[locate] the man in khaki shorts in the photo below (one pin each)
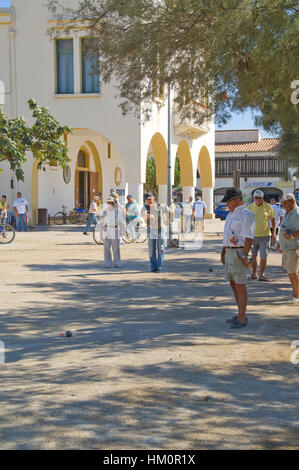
(289, 243)
(237, 240)
(264, 213)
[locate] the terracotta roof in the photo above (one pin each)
(265, 145)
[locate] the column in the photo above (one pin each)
(77, 64)
(162, 197)
(208, 199)
(187, 192)
(136, 189)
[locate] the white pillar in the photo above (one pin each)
(77, 64)
(188, 191)
(136, 189)
(162, 197)
(208, 199)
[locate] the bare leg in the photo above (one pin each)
(294, 278)
(254, 266)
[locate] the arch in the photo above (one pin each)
(186, 166)
(205, 168)
(160, 152)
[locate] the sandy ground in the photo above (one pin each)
(152, 363)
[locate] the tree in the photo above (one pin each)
(150, 184)
(45, 139)
(235, 54)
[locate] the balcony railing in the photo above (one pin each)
(250, 167)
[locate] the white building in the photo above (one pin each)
(106, 149)
(258, 161)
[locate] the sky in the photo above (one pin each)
(238, 121)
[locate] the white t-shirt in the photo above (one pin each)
(279, 212)
(20, 204)
(198, 208)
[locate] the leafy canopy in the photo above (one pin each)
(237, 54)
(45, 139)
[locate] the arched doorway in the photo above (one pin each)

* Exercise objective
Rescale the stretch of records from the line containing "[locate] the balcony" through the end of the records, and write out every line again with the requests included. Multiply each coordinate in the answers by 2 and round to whole numbers, rounding halves up.

* In response
[locate] the balcony railing in the photo above (one pin each)
(500, 334)
[locate] the white building in the photo above (one pin each)
(212, 298)
(516, 322)
[locate] the sky in the photo above (one pin each)
(476, 242)
[locate] the white t-shirt in the photo above (one pin each)
(558, 424)
(40, 408)
(396, 416)
[locate] the leafy canopy in the photo above (one pin each)
(474, 108)
(90, 278)
[locate] the arched doorway in the photo above (one pin each)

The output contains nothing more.